• EXERCISE AIM: Rescale the material starting with the line containing "the white cloud." and going on through the line containing "<point>345,114</point>". Give only those lines, both ends included, each written out in full. Multiply every point coordinate by 0.25 and round to the nearest whole number, with halves rounding up, while all other wording stays unchanged.

------------------------------

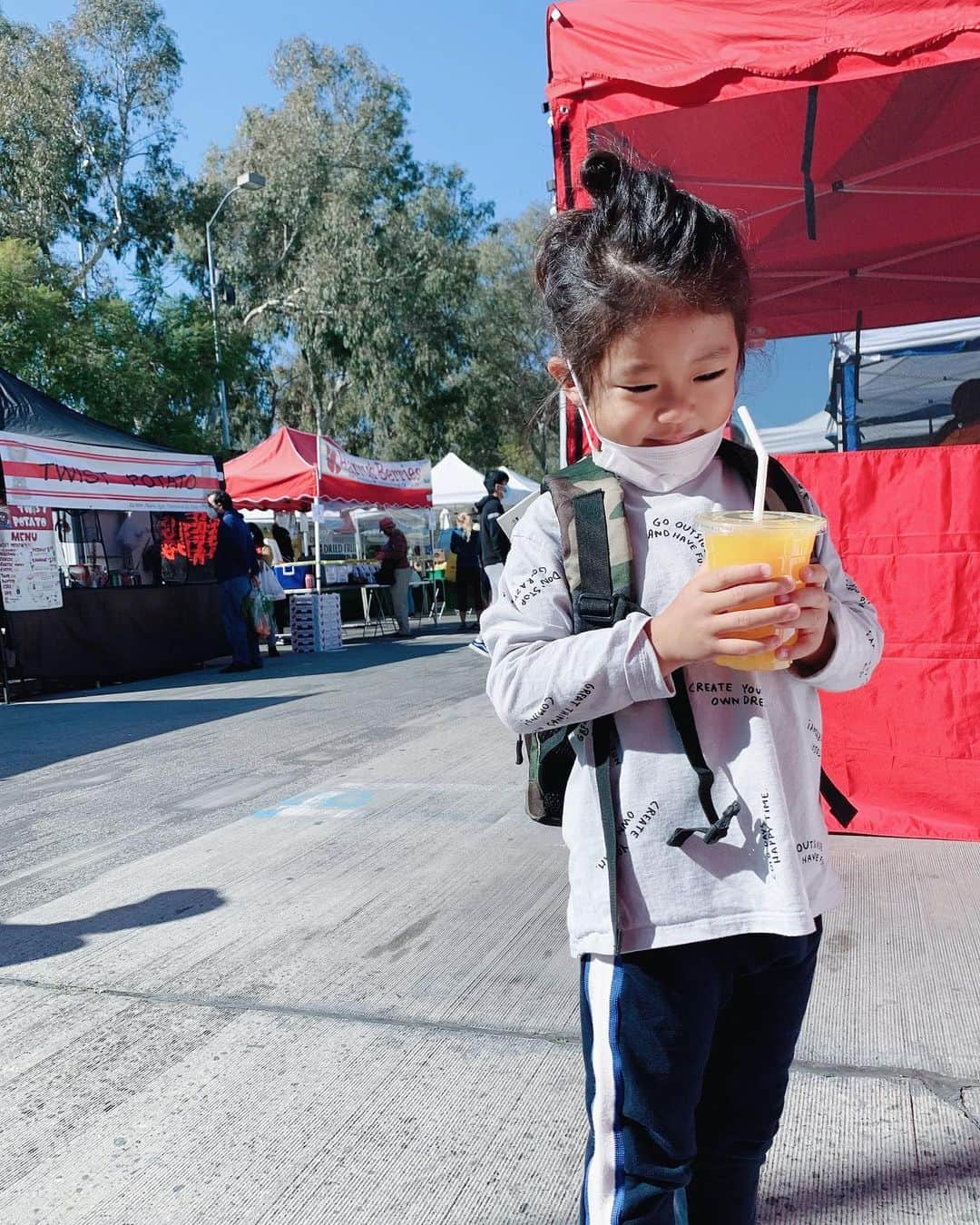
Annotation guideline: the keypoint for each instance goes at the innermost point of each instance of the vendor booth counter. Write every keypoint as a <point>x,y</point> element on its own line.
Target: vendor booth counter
<point>113,632</point>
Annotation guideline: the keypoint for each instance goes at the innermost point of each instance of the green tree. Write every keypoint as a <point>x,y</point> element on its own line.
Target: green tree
<point>503,392</point>
<point>86,133</point>
<point>149,377</point>
<point>356,262</point>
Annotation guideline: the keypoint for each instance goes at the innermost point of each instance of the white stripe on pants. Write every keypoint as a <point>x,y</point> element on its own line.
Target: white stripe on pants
<point>494,574</point>
<point>603,1204</point>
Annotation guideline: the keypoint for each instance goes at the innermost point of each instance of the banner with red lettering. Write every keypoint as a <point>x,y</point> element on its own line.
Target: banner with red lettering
<point>30,576</point>
<point>374,482</point>
<point>70,475</point>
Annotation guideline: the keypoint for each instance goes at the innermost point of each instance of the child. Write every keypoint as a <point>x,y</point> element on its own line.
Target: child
<point>692,1001</point>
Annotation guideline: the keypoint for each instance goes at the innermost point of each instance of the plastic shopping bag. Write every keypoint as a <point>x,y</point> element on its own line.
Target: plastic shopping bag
<point>270,585</point>
<point>256,612</point>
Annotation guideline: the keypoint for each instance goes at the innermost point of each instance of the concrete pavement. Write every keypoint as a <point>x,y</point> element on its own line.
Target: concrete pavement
<point>283,948</point>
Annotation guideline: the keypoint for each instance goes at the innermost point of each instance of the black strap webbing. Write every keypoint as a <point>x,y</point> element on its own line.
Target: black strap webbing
<point>839,805</point>
<point>602,742</point>
<point>594,608</point>
<point>683,720</point>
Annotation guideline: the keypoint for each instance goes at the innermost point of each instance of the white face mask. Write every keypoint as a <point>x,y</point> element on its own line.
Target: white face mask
<point>654,469</point>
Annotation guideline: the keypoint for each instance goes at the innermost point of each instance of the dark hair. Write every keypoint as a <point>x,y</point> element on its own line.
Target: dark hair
<point>495,476</point>
<point>644,247</point>
<point>965,405</point>
<point>965,402</point>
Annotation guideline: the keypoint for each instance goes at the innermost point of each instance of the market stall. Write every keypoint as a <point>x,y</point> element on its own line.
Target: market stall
<point>846,140</point>
<point>305,473</point>
<point>81,503</point>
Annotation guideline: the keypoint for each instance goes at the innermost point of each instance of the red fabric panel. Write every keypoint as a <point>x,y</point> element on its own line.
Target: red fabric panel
<point>672,44</point>
<point>906,746</point>
<point>720,92</point>
<point>272,475</point>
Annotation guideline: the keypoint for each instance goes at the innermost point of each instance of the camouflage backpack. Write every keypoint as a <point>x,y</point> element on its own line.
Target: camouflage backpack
<point>599,571</point>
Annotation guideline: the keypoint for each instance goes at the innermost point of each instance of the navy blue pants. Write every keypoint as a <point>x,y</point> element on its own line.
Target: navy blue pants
<point>688,1054</point>
<point>240,637</point>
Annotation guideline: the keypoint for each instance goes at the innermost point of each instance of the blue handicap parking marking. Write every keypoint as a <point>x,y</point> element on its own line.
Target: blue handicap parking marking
<point>340,800</point>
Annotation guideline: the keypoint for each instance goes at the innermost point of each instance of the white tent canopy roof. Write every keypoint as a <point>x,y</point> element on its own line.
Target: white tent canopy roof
<point>913,369</point>
<point>805,435</point>
<point>885,340</point>
<point>455,483</point>
<point>904,370</point>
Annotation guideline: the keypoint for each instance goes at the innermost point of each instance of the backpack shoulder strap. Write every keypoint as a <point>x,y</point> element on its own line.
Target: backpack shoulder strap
<point>781,493</point>
<point>595,543</point>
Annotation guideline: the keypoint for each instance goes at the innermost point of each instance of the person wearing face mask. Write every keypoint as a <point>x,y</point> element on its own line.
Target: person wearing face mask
<point>494,543</point>
<point>237,571</point>
<point>696,956</point>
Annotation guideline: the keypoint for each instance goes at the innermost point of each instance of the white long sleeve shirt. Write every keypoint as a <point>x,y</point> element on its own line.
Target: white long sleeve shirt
<point>760,732</point>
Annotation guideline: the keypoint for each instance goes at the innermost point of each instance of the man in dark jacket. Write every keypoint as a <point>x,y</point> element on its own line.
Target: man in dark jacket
<point>494,542</point>
<point>396,570</point>
<point>237,571</point>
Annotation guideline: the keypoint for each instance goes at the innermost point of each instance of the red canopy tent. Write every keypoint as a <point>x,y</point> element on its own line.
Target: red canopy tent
<point>280,475</point>
<point>847,137</point>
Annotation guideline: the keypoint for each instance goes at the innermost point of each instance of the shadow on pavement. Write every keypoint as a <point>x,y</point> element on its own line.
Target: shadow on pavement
<point>882,1194</point>
<point>34,941</point>
<point>37,734</point>
<point>74,729</point>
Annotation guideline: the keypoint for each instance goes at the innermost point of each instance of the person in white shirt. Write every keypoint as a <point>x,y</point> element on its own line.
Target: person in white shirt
<point>695,989</point>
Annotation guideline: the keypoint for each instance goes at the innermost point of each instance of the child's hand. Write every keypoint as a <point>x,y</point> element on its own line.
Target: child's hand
<point>708,614</point>
<point>815,632</point>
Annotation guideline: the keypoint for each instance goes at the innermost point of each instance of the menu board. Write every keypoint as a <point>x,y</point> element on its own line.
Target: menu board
<point>30,576</point>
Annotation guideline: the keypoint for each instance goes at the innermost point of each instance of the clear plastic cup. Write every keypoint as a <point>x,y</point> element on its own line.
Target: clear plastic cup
<point>783,539</point>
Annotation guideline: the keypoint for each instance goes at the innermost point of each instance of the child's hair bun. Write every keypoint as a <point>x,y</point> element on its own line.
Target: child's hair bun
<point>601,173</point>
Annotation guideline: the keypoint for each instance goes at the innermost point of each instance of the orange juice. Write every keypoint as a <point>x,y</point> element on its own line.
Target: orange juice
<point>784,541</point>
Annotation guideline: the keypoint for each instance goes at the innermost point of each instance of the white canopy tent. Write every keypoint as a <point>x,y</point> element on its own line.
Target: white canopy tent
<point>518,486</point>
<point>810,434</point>
<point>906,380</point>
<point>456,484</point>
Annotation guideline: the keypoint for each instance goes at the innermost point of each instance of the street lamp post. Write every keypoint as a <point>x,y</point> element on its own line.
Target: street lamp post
<point>248,181</point>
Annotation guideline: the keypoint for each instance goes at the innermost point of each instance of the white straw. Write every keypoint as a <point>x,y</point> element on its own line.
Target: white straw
<point>763,462</point>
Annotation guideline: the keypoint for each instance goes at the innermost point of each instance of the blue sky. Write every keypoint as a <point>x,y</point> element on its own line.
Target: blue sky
<point>475,73</point>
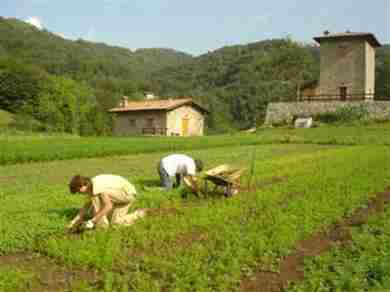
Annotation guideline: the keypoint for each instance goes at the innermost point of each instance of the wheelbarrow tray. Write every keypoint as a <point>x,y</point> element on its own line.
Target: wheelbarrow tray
<point>224,176</point>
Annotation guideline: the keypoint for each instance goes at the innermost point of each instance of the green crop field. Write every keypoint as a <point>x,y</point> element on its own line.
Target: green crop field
<point>297,183</point>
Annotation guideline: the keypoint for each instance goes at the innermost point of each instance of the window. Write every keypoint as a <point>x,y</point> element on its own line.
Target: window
<point>149,122</point>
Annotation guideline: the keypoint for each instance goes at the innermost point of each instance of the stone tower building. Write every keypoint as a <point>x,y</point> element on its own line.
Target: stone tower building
<point>347,65</point>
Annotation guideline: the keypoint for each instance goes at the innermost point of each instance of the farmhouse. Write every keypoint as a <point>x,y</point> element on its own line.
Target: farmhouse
<point>347,67</point>
<point>167,117</point>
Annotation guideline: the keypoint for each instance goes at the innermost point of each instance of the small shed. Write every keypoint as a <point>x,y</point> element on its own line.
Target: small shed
<point>165,117</point>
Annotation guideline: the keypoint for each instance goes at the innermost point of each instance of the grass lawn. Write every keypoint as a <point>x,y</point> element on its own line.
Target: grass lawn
<point>190,243</point>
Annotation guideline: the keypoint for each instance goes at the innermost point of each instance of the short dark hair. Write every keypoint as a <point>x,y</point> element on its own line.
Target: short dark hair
<point>198,164</point>
<point>77,182</point>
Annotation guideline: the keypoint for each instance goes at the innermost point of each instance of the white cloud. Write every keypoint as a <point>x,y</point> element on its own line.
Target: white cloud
<point>35,21</point>
<point>91,33</point>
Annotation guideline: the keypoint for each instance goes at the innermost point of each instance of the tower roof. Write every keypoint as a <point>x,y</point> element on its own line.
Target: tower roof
<point>369,37</point>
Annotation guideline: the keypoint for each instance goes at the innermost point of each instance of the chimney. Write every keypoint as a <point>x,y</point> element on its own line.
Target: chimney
<point>149,95</point>
<point>125,101</point>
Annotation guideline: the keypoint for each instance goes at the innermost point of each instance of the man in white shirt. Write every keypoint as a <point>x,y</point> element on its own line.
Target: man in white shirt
<point>108,197</point>
<point>177,165</point>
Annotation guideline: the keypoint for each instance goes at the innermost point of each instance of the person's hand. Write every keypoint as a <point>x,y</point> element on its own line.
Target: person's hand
<point>88,224</point>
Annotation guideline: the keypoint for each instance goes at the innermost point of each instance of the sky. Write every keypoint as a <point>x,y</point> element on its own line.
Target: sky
<point>201,26</point>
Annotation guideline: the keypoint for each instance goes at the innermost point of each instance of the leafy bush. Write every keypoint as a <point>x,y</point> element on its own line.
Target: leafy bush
<point>345,114</point>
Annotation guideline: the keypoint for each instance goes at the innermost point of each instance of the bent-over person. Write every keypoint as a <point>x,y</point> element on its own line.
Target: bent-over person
<point>108,200</point>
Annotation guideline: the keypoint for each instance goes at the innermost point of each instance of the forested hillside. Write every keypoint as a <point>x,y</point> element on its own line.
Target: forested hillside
<point>237,82</point>
<point>68,85</point>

------------------------------

• TASK ANSWER:
Annotation guideline: the keypoint for each instance goes at the innermost point of each instance of the white cloud. Write every keypoint as a <point>x,y</point> element on its own line.
Target: white cloud
<point>9,5</point>
<point>23,8</point>
Annotation guideline: the keypoint for each instance goes at the innermost point of each instance of the tower roof. Write every keypoint as a <point>x,y</point> element on its own line.
Target: tower roof
<point>92,9</point>
Annotation guideline: the keypoint for each instance goes at the innermost point of each instance of the chimney. Write every keypoint as a <point>x,y</point> element on its own line.
Target: chimney
<point>37,24</point>
<point>31,25</point>
Annotation guideline: the keypoint for each instance goes at the innermost point of each instance of the man in white shirt. Write every keypoint as a <point>x,y</point> element on its own line.
Target: man in white shirt
<point>27,49</point>
<point>44,41</point>
Annotation guideline: the keypoint for each instance goes at the innermost point of each instance of the person's hand. Write every keypoint as a <point>x,y</point> element on its own line.
Target: person's hand
<point>22,56</point>
Annotation guideline: the keypoint for each instance goes at the innermost point of each instance of the sky. Write every keypoint as a <point>x,y</point> element on its own line.
Target: sky
<point>50,7</point>
Annotation guideline: the keypoint for each instance goes at the innermost point of each instance of the leafy bush. Write every keypoint as a <point>x,y</point> element on its own line.
Target: leafy bush
<point>86,29</point>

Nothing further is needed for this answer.